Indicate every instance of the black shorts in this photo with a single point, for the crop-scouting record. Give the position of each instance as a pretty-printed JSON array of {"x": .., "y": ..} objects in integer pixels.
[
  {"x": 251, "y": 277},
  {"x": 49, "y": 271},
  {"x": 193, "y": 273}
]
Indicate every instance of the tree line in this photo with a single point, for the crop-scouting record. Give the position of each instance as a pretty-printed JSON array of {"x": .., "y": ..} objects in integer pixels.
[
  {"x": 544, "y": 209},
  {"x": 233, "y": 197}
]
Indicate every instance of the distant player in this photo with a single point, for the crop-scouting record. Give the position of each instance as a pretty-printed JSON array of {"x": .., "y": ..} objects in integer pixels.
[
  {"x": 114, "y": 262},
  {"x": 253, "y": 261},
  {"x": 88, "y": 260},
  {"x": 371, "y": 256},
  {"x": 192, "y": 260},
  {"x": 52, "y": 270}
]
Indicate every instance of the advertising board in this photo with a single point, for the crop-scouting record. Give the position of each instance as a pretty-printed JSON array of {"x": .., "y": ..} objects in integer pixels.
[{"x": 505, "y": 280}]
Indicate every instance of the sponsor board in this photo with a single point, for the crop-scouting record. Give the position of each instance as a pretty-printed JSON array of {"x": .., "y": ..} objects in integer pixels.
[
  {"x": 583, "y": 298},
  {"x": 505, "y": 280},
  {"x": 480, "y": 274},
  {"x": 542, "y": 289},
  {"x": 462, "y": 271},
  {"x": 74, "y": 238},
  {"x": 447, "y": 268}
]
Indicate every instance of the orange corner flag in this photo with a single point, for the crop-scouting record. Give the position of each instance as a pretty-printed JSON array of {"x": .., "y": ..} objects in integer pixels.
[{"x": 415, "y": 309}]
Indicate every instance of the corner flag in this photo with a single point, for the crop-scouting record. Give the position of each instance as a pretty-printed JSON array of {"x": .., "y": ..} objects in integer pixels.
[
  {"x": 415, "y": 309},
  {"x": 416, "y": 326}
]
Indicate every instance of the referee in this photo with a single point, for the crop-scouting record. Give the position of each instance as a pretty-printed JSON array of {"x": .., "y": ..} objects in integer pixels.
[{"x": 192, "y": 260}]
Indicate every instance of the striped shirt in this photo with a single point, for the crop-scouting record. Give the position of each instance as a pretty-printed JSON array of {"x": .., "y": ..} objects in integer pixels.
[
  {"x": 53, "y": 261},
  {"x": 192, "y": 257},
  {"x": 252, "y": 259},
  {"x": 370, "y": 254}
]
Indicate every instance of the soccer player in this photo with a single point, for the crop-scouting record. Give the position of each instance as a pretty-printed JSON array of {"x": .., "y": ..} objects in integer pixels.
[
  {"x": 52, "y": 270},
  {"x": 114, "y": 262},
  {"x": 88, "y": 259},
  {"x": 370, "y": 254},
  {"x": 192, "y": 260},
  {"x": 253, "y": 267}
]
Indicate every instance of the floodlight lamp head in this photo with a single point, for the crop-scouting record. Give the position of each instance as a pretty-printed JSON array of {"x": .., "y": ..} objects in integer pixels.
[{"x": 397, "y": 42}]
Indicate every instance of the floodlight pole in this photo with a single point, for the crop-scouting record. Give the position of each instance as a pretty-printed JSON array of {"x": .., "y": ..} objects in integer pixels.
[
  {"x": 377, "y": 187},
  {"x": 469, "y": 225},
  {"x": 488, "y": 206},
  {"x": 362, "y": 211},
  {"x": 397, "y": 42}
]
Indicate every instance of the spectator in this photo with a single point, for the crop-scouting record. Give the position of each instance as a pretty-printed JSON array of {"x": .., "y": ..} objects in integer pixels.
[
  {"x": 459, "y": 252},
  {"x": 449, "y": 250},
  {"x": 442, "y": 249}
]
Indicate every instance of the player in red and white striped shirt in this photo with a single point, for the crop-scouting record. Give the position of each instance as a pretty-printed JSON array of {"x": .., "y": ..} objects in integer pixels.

> What the exercise asks
Rewrite the part of the records that opens with the line containing "Indicate every instance of the soccer" and closes with the end of the records, changing "spectator" to "onlooker" and leaving everything else as it is.

> Full response
Indicate every instance of the soccer player in this photo with a single point, for the crop-scouting record. Give the position of each instance as a pretty-printed JSON array of {"x": .., "y": ..} objects in integer pixels.
[
  {"x": 52, "y": 270},
  {"x": 114, "y": 262},
  {"x": 88, "y": 259},
  {"x": 370, "y": 254},
  {"x": 192, "y": 260},
  {"x": 253, "y": 267}
]
Indicate every instance of the floodlight lamp head in this photo with a single point, for the crop-scouting record. Give the position of each instance as a pretty-printed JSON array of {"x": .., "y": ..} objects in integer pixels.
[{"x": 397, "y": 42}]
Indicate every instance of the floodlight pole in this photo with a single point, for the crop-scouting record. Give the position of each instance as a pretty-printed JSON array of {"x": .., "y": ..} objects in integer pixels.
[
  {"x": 377, "y": 187},
  {"x": 469, "y": 225},
  {"x": 488, "y": 206},
  {"x": 362, "y": 211},
  {"x": 397, "y": 42}
]
Indicate every instance of the onlooker in this photo with a single point, for the crop-scouting record. Give the position of each instance as a pretty-printed JSON array of {"x": .., "y": ..} objects in integer pixels.
[
  {"x": 459, "y": 252},
  {"x": 449, "y": 250},
  {"x": 442, "y": 249}
]
Indicate every instance of the player in red and white striped shirt in this photo with a single point, for the crop-scouting record. Give the position of each instance as a pretty-printed JSON array of {"x": .., "y": ..} objects in integer pixels.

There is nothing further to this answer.